Source records below:

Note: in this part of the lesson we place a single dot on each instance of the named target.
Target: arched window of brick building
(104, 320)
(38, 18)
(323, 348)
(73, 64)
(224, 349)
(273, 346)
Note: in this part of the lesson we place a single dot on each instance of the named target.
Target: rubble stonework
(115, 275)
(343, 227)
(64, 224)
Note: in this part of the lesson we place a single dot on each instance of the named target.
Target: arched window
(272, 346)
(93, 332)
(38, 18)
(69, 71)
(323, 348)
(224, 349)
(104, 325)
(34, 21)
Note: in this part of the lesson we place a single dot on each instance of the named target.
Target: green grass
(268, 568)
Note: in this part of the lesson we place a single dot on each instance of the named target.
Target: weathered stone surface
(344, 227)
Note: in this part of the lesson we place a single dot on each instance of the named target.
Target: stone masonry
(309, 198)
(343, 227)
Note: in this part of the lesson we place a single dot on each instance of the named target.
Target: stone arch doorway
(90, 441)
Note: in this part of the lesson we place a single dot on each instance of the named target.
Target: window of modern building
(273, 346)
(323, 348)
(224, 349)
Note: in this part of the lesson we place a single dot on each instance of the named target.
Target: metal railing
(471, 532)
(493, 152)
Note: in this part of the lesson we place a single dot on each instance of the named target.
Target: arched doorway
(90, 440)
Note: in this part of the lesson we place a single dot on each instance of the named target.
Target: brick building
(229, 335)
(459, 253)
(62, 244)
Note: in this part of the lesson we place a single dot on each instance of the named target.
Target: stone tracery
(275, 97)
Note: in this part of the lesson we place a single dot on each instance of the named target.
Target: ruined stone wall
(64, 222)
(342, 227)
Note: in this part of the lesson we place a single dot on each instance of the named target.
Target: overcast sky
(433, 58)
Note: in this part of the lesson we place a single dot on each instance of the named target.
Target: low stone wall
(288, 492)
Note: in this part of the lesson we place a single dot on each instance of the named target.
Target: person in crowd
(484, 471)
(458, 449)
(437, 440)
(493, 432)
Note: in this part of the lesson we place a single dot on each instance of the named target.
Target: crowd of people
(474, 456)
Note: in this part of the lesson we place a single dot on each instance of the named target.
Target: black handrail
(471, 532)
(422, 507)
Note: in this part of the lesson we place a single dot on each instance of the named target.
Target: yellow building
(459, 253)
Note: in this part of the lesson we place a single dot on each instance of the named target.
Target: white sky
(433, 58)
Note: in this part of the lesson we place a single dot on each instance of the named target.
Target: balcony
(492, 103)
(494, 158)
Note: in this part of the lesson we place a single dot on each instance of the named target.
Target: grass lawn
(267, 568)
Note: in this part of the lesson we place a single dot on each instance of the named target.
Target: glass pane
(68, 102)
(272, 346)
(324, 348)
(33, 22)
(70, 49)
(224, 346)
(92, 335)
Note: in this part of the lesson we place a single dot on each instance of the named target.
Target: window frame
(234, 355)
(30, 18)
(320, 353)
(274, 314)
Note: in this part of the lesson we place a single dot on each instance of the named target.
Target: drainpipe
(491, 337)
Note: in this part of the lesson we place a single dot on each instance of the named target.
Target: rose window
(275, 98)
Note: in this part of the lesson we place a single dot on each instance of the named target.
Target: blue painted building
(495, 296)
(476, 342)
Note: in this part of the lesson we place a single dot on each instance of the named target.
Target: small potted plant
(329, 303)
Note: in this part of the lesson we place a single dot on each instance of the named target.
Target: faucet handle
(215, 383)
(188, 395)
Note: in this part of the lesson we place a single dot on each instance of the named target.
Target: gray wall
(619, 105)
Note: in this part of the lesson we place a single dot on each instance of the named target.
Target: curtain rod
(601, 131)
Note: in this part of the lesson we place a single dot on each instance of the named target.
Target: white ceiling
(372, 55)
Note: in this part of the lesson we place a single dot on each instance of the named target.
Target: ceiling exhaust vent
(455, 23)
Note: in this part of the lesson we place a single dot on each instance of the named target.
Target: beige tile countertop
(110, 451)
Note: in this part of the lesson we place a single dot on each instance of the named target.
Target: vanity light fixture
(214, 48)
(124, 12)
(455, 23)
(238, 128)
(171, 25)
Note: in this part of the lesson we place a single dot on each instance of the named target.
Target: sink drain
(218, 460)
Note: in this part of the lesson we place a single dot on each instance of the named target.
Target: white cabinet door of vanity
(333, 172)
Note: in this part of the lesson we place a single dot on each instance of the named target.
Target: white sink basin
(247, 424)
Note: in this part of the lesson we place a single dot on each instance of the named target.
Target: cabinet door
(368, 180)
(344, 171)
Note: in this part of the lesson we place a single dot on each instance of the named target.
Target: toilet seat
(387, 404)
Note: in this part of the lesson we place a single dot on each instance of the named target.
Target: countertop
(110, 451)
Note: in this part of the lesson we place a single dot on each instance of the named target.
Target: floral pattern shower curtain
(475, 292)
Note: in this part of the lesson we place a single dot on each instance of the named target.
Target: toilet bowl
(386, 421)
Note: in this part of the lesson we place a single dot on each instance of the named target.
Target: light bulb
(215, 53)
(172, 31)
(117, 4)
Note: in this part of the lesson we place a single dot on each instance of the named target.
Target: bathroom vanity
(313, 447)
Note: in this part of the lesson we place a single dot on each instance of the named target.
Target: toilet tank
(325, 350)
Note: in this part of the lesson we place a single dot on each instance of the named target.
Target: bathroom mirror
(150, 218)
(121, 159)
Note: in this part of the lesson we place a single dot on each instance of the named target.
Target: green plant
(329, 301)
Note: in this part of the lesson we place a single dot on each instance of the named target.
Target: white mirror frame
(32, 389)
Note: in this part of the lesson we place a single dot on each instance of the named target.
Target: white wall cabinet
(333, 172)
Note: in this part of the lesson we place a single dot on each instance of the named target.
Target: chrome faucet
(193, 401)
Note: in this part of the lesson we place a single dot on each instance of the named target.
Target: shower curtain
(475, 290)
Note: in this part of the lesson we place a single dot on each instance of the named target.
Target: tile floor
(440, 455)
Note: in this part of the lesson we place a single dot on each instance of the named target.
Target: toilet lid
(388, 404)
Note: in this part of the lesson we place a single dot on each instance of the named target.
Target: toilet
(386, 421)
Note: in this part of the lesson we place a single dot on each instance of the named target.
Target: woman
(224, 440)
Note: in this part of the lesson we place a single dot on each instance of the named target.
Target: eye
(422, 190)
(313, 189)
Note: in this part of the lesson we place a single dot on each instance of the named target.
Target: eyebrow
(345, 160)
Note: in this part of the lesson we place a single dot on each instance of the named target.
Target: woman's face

End of Source records.

§ Work request
So that nothing is lost, please reproduce each entry exactly as written.

§ Output for this task
Note: in this part of the lesson we place a single dot on each instance of the named target.
Target: arched window of brick building
(104, 320)
(38, 18)
(323, 348)
(73, 64)
(224, 349)
(273, 346)
Note: in this part of the lesson we place a single dot on each instance of the named target.
Target: rubble stonework
(115, 275)
(343, 227)
(64, 224)
Note: in this part of the lesson we place a single dot on each instance of the named target.
Target: arched window
(272, 346)
(93, 332)
(38, 18)
(69, 71)
(323, 348)
(224, 349)
(104, 325)
(34, 21)
Note: in this part of the lesson we place a single dot on each instance of the named target.
Target: green grass
(268, 568)
Note: in this part of the lesson we place a single dot on each instance of the named target.
Target: weathered stone surface
(344, 227)
Note: in this part of the lesson we place a single dot on each instance of the named target.
Target: stone masonry
(309, 198)
(343, 227)
Note: in this part of the lesson we place a single dot on each instance of the named target.
Target: stone arch doorway
(90, 441)
Note: in this part of the lesson we place a single dot on each instance of the named target.
Target: window of modern building
(273, 346)
(323, 348)
(224, 349)
Note: in this part of the lesson we place a single dot on each instance of the named target.
Target: metal railing
(471, 532)
(493, 152)
Note: in this part of the lesson we place a single dot on each instance of the named target.
Target: arched doorway
(90, 440)
Note: in this part of the lesson we place a single dot on each instance of the named target.
Target: brick building
(229, 335)
(459, 253)
(62, 244)
Note: in this part of the lesson we place a single dot on each instance of the named target.
Target: stone tracery
(275, 97)
Note: in this part of the lesson we place a single dot on each instance of the named target.
Target: ruined stone wall
(64, 222)
(342, 227)
Note: in this part of the lesson we place a single dot on each instance of the named target.
Target: overcast sky
(433, 58)
Note: in this part of the lesson we place a single dot on each instance of the named target.
Target: low stone wall
(288, 492)
Note: in this part of the lesson we place a single dot on each instance of the named target.
Target: person in crowd
(484, 471)
(458, 449)
(437, 440)
(493, 432)
Note: in this part of the lesson we place a single dot on each instance of the named target.
Target: crowd of people
(474, 456)
Note: in this part of the lesson we place a single dot on each instance of the named target.
Target: black handrail
(471, 532)
(422, 507)
Note: in this part of the lesson we place a single dot on each instance of the named target.
Target: yellow building
(459, 253)
Note: in this part of the lesson we place a single dot on each instance of the named target.
Target: white sky
(433, 58)
Note: in this part of the lesson we place a single dot on each instance of the named target.
Target: balcony
(492, 103)
(494, 158)
Note: in this part of the lesson we place a single dot on each instance of the named target.
Target: grass lawn
(267, 568)
Note: in this part of the lesson we place a single dot on each instance of the named target.
Target: glass pane
(68, 102)
(272, 346)
(324, 348)
(33, 22)
(70, 49)
(224, 346)
(92, 335)
Note: in this part of the lesson we place a single dot on each instance of the named target.
Target: window frame
(234, 355)
(30, 18)
(320, 353)
(274, 314)
Note: in this part of the lesson we place a single dot on each instance of the named target.
Target: drainpipe
(491, 337)
Note: in this part of the lesson we place a single dot on each instance of the named target.
Target: rose window
(275, 98)
Note: in this part of the lesson we place a single dot on each instance of the named target.
Target: blue painted building
(495, 296)
(476, 342)
Note: in this part of the lesson we place a single dot on each instance of the named target.
Target: small potted plant
(329, 303)
Note: in this part of the lesson we place a single dot on each instance of the named target.
Target: faucet handle
(215, 383)
(188, 395)
Note: in this part of the lesson we place a single dot on each instance of the named target.
Target: gray wall
(619, 105)
Note: in this part of the lesson we place a single dot on each instance of the named target.
Target: curtain rod
(601, 131)
Note: in this part of the lesson we place a single dot on each instance of the named target.
Target: white ceiling
(372, 55)
Note: in this part of the lesson we place a single dot on each instance of the named target.
Target: ceiling exhaust vent
(455, 23)
Note: in this part of the lesson we place a single dot on each instance of the named target.
Target: beige tile countertop
(110, 451)
Note: in this part of the lesson we place a single dot on each instance of the named target.
Target: vanity light fixture
(214, 48)
(124, 12)
(455, 23)
(238, 128)
(171, 25)
Note: in this part of the lesson we place a single dot on each instance of the named target.
Target: sink drain
(218, 460)
Note: in this part of the lesson we place a single dot on each instance of the named target.
Target: white cabinet door of vanity
(333, 172)
Note: in this part of the lesson we place a single dot on each instance of the named target.
Target: white sink basin
(247, 424)
Note: in this part of the lesson we place a single dot on each instance of the named target.
Target: cabinet door
(368, 180)
(344, 171)
Note: in this part of the lesson we place a single dot on each instance of the named target.
Target: toilet seat
(387, 404)
Note: in this part of the lesson we place a single dot on each instance of the named target.
Target: countertop
(110, 451)
Note: in this part of the lesson we place a single dot on each instance of the named target.
Target: floral pattern shower curtain
(475, 292)
Note: in this part of the lesson we place a single dot on each instance of the named target.
Target: toilet bowl
(386, 421)
Note: in this part of the lesson we place a single dot on each instance of the named target.
Target: light bulb
(215, 53)
(172, 31)
(117, 4)
Note: in this part of the lesson we place a single dot on each instance of the named target.
Target: bathroom vanity
(313, 447)
Note: in this part of the lesson we place a single dot on each instance of the named target.
Target: toilet tank
(325, 350)
Note: in this part of the lesson we place a single dot on each instance of the named target.
Target: bathroom mirror
(150, 218)
(121, 159)
Note: in this part of the lesson we place a single dot on each instance of the named target.
Target: green plant
(329, 301)
Note: in this part of the lesson we place a single dot on each instance of the named target.
Target: white mirror frame
(32, 389)
Note: in this part of the lesson we place a single dot on each instance of the named target.
Target: white wall cabinet
(333, 172)
Note: in this part of the lesson we place a single dot on each instance of the named target.
Target: chrome faucet
(193, 401)
Note: in this part of the lesson we place a single dot on each instance of the named target.
Target: shower curtain
(475, 290)
Note: in this part of the lesson we place a single dot on each instance of the named target.
Target: tile floor
(440, 455)
Note: in this part of the lesson we place a single dot on each instance of the named target.
Target: toilet lid
(388, 404)
Note: in this part of the lesson we place a single dot on each instance of the named target.
Target: toilet
(386, 421)
Note: in this part of the lesson we place a single dot on each instance of the named target.
Target: woman
(224, 440)
Note: in this part of the lesson we place a single dot on each instance of the named target.
Target: eye
(422, 190)
(313, 189)
Note: in this part of the lesson we place a single dot on each instance of the named target.
Target: eyebrow
(345, 160)
Note: in this part of the lesson we place a single dot on each instance of the named target.
Target: woman's face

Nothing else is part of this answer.